**EXERCISE DIRECTIONS:**
Pull out every line in the records below that contains the string "blue", copying each one in full.

::::

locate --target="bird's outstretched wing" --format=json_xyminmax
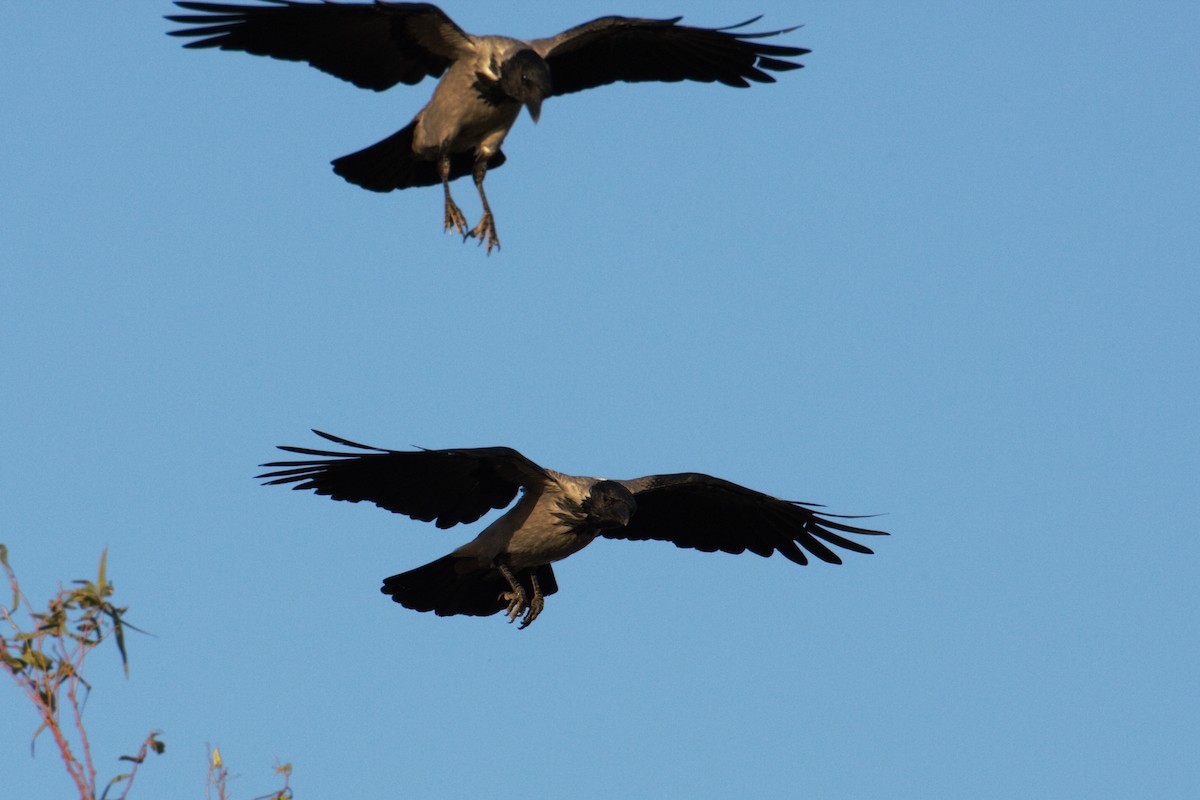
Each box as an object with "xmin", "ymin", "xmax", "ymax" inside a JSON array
[
  {"xmin": 529, "ymin": 17, "xmax": 810, "ymax": 95},
  {"xmin": 602, "ymin": 473, "xmax": 887, "ymax": 564},
  {"xmin": 167, "ymin": 0, "xmax": 473, "ymax": 91},
  {"xmin": 257, "ymin": 431, "xmax": 548, "ymax": 528}
]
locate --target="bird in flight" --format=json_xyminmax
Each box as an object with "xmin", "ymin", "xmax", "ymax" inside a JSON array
[
  {"xmin": 167, "ymin": 0, "xmax": 809, "ymax": 253},
  {"xmin": 258, "ymin": 431, "xmax": 887, "ymax": 628}
]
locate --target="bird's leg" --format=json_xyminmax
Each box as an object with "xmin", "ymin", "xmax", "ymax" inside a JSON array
[
  {"xmin": 463, "ymin": 158, "xmax": 500, "ymax": 255},
  {"xmin": 438, "ymin": 152, "xmax": 467, "ymax": 237},
  {"xmin": 496, "ymin": 564, "xmax": 529, "ymax": 627},
  {"xmin": 520, "ymin": 575, "xmax": 546, "ymax": 631}
]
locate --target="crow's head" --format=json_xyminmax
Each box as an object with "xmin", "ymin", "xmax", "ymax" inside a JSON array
[
  {"xmin": 582, "ymin": 481, "xmax": 637, "ymax": 530},
  {"xmin": 499, "ymin": 50, "xmax": 551, "ymax": 122}
]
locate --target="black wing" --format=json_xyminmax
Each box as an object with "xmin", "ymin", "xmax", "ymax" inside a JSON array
[
  {"xmin": 167, "ymin": 0, "xmax": 472, "ymax": 91},
  {"xmin": 602, "ymin": 473, "xmax": 887, "ymax": 564},
  {"xmin": 530, "ymin": 17, "xmax": 810, "ymax": 95},
  {"xmin": 257, "ymin": 431, "xmax": 546, "ymax": 528}
]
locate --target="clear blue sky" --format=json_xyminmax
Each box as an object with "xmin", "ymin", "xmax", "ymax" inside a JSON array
[{"xmin": 0, "ymin": 0, "xmax": 1200, "ymax": 800}]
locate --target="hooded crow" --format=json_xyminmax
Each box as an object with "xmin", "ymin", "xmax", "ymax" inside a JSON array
[
  {"xmin": 258, "ymin": 431, "xmax": 887, "ymax": 628},
  {"xmin": 167, "ymin": 0, "xmax": 809, "ymax": 253}
]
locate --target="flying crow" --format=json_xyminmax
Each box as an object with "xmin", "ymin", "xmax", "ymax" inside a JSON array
[
  {"xmin": 167, "ymin": 0, "xmax": 809, "ymax": 253},
  {"xmin": 258, "ymin": 431, "xmax": 887, "ymax": 627}
]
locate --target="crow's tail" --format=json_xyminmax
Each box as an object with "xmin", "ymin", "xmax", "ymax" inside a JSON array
[
  {"xmin": 382, "ymin": 554, "xmax": 558, "ymax": 616},
  {"xmin": 332, "ymin": 120, "xmax": 505, "ymax": 192}
]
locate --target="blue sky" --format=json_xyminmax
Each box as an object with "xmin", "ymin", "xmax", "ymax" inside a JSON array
[{"xmin": 0, "ymin": 0, "xmax": 1200, "ymax": 800}]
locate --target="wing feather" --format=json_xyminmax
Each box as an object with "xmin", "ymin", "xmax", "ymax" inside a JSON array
[
  {"xmin": 257, "ymin": 431, "xmax": 547, "ymax": 528},
  {"xmin": 167, "ymin": 0, "xmax": 474, "ymax": 91},
  {"xmin": 602, "ymin": 473, "xmax": 887, "ymax": 565},
  {"xmin": 529, "ymin": 17, "xmax": 810, "ymax": 95}
]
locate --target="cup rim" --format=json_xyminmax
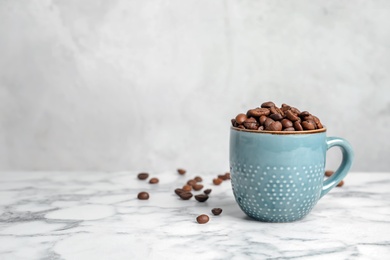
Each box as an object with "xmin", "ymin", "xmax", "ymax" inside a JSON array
[{"xmin": 230, "ymin": 126, "xmax": 326, "ymax": 135}]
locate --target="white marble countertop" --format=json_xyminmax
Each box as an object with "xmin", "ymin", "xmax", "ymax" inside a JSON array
[{"xmin": 0, "ymin": 171, "xmax": 390, "ymax": 260}]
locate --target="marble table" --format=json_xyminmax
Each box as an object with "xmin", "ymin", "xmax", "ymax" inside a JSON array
[{"xmin": 0, "ymin": 170, "xmax": 390, "ymax": 260}]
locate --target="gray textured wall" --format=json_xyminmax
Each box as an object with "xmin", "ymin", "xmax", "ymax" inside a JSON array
[{"xmin": 0, "ymin": 0, "xmax": 390, "ymax": 171}]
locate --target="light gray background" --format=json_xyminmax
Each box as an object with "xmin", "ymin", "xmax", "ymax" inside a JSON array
[{"xmin": 0, "ymin": 0, "xmax": 390, "ymax": 172}]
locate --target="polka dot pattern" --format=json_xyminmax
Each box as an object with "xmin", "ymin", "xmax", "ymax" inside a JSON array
[{"xmin": 231, "ymin": 163, "xmax": 324, "ymax": 222}]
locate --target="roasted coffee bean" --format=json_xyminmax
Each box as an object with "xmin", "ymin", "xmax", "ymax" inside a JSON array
[
  {"xmin": 203, "ymin": 189, "xmax": 212, "ymax": 195},
  {"xmin": 313, "ymin": 116, "xmax": 324, "ymax": 129},
  {"xmin": 265, "ymin": 121, "xmax": 283, "ymax": 131},
  {"xmin": 195, "ymin": 194, "xmax": 209, "ymax": 202},
  {"xmin": 299, "ymin": 111, "xmax": 310, "ymax": 118},
  {"xmin": 264, "ymin": 117, "xmax": 275, "ymax": 129},
  {"xmin": 302, "ymin": 121, "xmax": 316, "ymax": 130},
  {"xmin": 175, "ymin": 189, "xmax": 185, "ymax": 195},
  {"xmin": 244, "ymin": 117, "xmax": 259, "ymax": 130},
  {"xmin": 194, "ymin": 176, "xmax": 203, "ymax": 182},
  {"xmin": 259, "ymin": 116, "xmax": 267, "ymax": 125},
  {"xmin": 183, "ymin": 184, "xmax": 192, "ymax": 191},
  {"xmin": 294, "ymin": 121, "xmax": 303, "ymax": 131},
  {"xmin": 149, "ymin": 178, "xmax": 159, "ymax": 184},
  {"xmin": 177, "ymin": 169, "xmax": 187, "ymax": 175},
  {"xmin": 236, "ymin": 114, "xmax": 247, "ymax": 125},
  {"xmin": 137, "ymin": 172, "xmax": 149, "ymax": 180},
  {"xmin": 196, "ymin": 214, "xmax": 210, "ymax": 224},
  {"xmin": 211, "ymin": 208, "xmax": 222, "ymax": 216},
  {"xmin": 187, "ymin": 180, "xmax": 197, "ymax": 186},
  {"xmin": 261, "ymin": 101, "xmax": 275, "ymax": 108},
  {"xmin": 138, "ymin": 191, "xmax": 149, "ymax": 200},
  {"xmin": 213, "ymin": 178, "xmax": 222, "ymax": 185},
  {"xmin": 179, "ymin": 191, "xmax": 193, "ymax": 200},
  {"xmin": 192, "ymin": 184, "xmax": 203, "ymax": 191},
  {"xmin": 246, "ymin": 107, "xmax": 270, "ymax": 117},
  {"xmin": 269, "ymin": 114, "xmax": 283, "ymax": 121},
  {"xmin": 286, "ymin": 110, "xmax": 299, "ymax": 122},
  {"xmin": 280, "ymin": 118, "xmax": 293, "ymax": 128}
]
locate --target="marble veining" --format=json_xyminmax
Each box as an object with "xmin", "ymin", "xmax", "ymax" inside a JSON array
[{"xmin": 0, "ymin": 170, "xmax": 390, "ymax": 259}]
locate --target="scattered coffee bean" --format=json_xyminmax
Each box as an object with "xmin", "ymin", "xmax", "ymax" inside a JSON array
[
  {"xmin": 187, "ymin": 180, "xmax": 196, "ymax": 186},
  {"xmin": 177, "ymin": 168, "xmax": 187, "ymax": 175},
  {"xmin": 183, "ymin": 184, "xmax": 192, "ymax": 191},
  {"xmin": 196, "ymin": 214, "xmax": 210, "ymax": 224},
  {"xmin": 192, "ymin": 184, "xmax": 203, "ymax": 191},
  {"xmin": 138, "ymin": 172, "xmax": 149, "ymax": 180},
  {"xmin": 194, "ymin": 176, "xmax": 203, "ymax": 182},
  {"xmin": 195, "ymin": 194, "xmax": 209, "ymax": 202},
  {"xmin": 211, "ymin": 208, "xmax": 222, "ymax": 216},
  {"xmin": 213, "ymin": 178, "xmax": 223, "ymax": 185},
  {"xmin": 203, "ymin": 189, "xmax": 212, "ymax": 195},
  {"xmin": 179, "ymin": 191, "xmax": 193, "ymax": 200},
  {"xmin": 232, "ymin": 101, "xmax": 324, "ymax": 132},
  {"xmin": 138, "ymin": 191, "xmax": 149, "ymax": 200},
  {"xmin": 175, "ymin": 189, "xmax": 185, "ymax": 195},
  {"xmin": 149, "ymin": 178, "xmax": 159, "ymax": 184}
]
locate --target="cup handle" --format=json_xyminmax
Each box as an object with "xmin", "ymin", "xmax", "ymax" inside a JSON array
[{"xmin": 320, "ymin": 137, "xmax": 353, "ymax": 198}]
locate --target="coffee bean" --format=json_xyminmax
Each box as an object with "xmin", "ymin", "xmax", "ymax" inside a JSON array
[
  {"xmin": 265, "ymin": 121, "xmax": 283, "ymax": 131},
  {"xmin": 137, "ymin": 172, "xmax": 149, "ymax": 180},
  {"xmin": 299, "ymin": 111, "xmax": 310, "ymax": 118},
  {"xmin": 179, "ymin": 191, "xmax": 193, "ymax": 200},
  {"xmin": 138, "ymin": 191, "xmax": 149, "ymax": 200},
  {"xmin": 192, "ymin": 184, "xmax": 203, "ymax": 191},
  {"xmin": 286, "ymin": 110, "xmax": 299, "ymax": 122},
  {"xmin": 177, "ymin": 169, "xmax": 187, "ymax": 175},
  {"xmin": 244, "ymin": 117, "xmax": 259, "ymax": 130},
  {"xmin": 211, "ymin": 208, "xmax": 222, "ymax": 216},
  {"xmin": 259, "ymin": 116, "xmax": 267, "ymax": 125},
  {"xmin": 261, "ymin": 101, "xmax": 275, "ymax": 108},
  {"xmin": 203, "ymin": 189, "xmax": 212, "ymax": 195},
  {"xmin": 149, "ymin": 178, "xmax": 159, "ymax": 184},
  {"xmin": 313, "ymin": 116, "xmax": 324, "ymax": 129},
  {"xmin": 280, "ymin": 118, "xmax": 293, "ymax": 128},
  {"xmin": 294, "ymin": 121, "xmax": 303, "ymax": 131},
  {"xmin": 246, "ymin": 107, "xmax": 270, "ymax": 117},
  {"xmin": 325, "ymin": 170, "xmax": 334, "ymax": 177},
  {"xmin": 175, "ymin": 189, "xmax": 185, "ymax": 195},
  {"xmin": 195, "ymin": 194, "xmax": 209, "ymax": 202},
  {"xmin": 183, "ymin": 184, "xmax": 192, "ymax": 191},
  {"xmin": 194, "ymin": 176, "xmax": 203, "ymax": 182},
  {"xmin": 235, "ymin": 113, "xmax": 247, "ymax": 125},
  {"xmin": 264, "ymin": 117, "xmax": 275, "ymax": 129},
  {"xmin": 196, "ymin": 214, "xmax": 210, "ymax": 224},
  {"xmin": 269, "ymin": 114, "xmax": 283, "ymax": 121},
  {"xmin": 302, "ymin": 121, "xmax": 316, "ymax": 130},
  {"xmin": 187, "ymin": 180, "xmax": 196, "ymax": 186},
  {"xmin": 213, "ymin": 178, "xmax": 222, "ymax": 185}
]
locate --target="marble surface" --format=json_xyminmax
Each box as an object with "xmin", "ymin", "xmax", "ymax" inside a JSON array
[{"xmin": 0, "ymin": 171, "xmax": 390, "ymax": 259}]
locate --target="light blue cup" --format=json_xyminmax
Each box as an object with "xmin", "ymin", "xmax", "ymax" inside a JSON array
[{"xmin": 230, "ymin": 127, "xmax": 353, "ymax": 222}]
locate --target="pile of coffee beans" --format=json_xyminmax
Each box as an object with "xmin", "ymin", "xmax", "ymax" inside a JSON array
[{"xmin": 231, "ymin": 101, "xmax": 324, "ymax": 131}]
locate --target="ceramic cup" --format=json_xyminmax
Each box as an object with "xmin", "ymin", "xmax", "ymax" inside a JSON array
[{"xmin": 230, "ymin": 127, "xmax": 353, "ymax": 222}]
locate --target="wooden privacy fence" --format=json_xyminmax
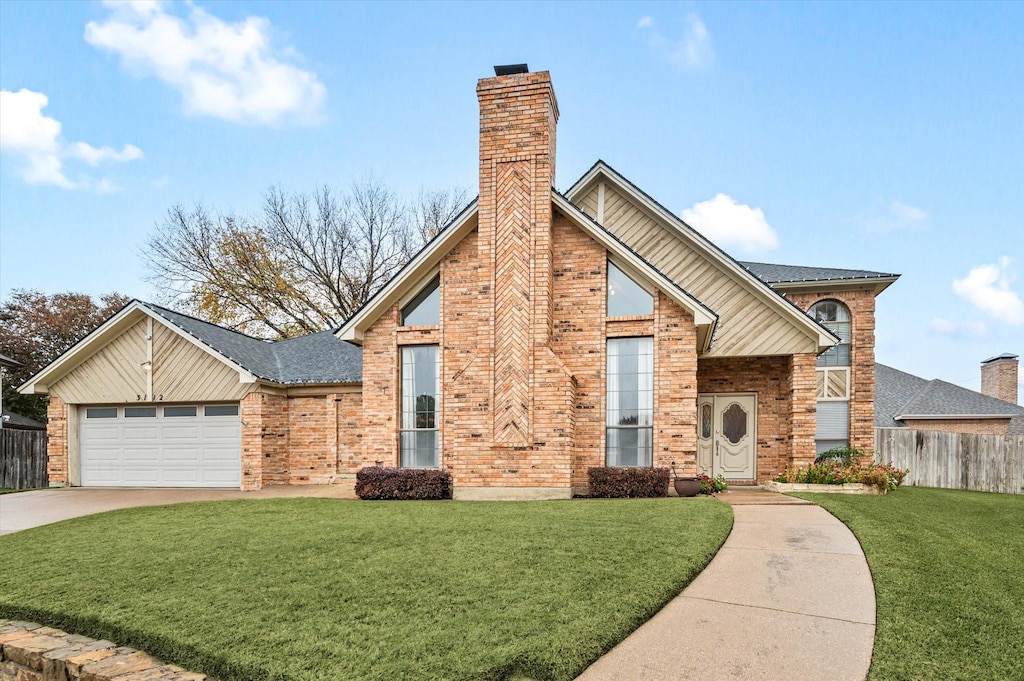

::::

**EXERCISE RESPONSE:**
locate --target="clear blue sky" --format=json_xyminmax
locate --target="blue sky" --format=json_xyminmax
locate --target="light blue cup" --format=json_xyminmax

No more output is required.